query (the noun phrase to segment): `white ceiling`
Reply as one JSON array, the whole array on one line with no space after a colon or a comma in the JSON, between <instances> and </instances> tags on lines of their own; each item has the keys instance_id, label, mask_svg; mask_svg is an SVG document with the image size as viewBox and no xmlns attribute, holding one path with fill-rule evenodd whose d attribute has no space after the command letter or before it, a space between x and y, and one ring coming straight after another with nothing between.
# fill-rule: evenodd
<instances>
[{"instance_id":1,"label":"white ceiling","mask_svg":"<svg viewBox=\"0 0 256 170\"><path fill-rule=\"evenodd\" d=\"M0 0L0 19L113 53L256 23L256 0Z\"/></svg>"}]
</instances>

--

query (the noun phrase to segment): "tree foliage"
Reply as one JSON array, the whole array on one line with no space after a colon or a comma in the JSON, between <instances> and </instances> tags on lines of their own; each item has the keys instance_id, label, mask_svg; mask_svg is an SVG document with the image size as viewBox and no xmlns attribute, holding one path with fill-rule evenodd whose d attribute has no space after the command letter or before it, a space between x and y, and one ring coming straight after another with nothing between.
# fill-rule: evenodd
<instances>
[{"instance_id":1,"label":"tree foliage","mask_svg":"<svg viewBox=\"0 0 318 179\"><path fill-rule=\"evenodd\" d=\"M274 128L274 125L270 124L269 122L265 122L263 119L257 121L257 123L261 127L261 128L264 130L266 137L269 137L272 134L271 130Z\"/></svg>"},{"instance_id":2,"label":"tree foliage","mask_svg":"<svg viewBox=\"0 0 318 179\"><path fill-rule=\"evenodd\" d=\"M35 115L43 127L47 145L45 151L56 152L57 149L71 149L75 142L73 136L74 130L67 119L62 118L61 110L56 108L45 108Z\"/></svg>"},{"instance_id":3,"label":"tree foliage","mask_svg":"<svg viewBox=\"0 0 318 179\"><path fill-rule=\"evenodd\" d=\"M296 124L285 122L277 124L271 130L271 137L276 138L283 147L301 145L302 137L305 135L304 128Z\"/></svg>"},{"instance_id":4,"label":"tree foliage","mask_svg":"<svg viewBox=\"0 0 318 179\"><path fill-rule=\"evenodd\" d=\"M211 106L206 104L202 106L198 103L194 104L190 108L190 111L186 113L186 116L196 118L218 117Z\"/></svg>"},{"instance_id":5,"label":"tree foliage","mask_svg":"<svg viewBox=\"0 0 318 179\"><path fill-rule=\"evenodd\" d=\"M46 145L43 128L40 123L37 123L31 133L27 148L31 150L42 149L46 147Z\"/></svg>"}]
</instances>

--

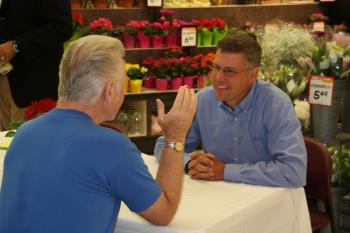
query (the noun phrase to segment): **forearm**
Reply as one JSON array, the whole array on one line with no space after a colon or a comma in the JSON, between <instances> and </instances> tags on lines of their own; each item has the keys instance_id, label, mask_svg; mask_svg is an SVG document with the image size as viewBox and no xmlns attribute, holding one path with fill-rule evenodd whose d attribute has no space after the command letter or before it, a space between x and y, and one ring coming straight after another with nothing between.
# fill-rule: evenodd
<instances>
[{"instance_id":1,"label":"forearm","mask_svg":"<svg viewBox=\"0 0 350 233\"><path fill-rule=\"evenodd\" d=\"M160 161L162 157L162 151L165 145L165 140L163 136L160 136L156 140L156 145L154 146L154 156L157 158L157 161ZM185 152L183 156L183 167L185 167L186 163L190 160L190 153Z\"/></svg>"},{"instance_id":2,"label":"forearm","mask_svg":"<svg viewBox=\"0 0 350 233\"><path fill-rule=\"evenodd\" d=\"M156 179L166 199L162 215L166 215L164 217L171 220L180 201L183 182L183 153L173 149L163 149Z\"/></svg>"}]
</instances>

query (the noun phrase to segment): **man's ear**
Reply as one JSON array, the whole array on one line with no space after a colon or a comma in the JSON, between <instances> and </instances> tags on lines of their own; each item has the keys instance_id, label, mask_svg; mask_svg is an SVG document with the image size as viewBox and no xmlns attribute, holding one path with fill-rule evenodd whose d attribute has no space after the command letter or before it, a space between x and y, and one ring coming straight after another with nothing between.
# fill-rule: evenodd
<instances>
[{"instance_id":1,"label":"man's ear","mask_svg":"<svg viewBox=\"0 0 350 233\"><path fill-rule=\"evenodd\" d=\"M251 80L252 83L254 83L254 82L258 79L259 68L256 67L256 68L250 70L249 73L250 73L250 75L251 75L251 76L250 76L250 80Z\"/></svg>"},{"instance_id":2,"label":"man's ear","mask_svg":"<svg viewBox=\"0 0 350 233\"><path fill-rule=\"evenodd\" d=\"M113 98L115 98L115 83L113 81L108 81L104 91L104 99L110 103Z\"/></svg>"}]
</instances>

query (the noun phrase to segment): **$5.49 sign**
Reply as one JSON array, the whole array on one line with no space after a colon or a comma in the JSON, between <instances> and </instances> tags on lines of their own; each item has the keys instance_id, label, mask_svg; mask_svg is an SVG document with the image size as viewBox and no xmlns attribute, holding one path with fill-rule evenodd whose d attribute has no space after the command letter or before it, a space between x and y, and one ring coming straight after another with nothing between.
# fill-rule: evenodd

▶ _Task goal_: How many lines in the records above contain the string "query", with case counting? Give only the number.

▶ _Correct answer_: 5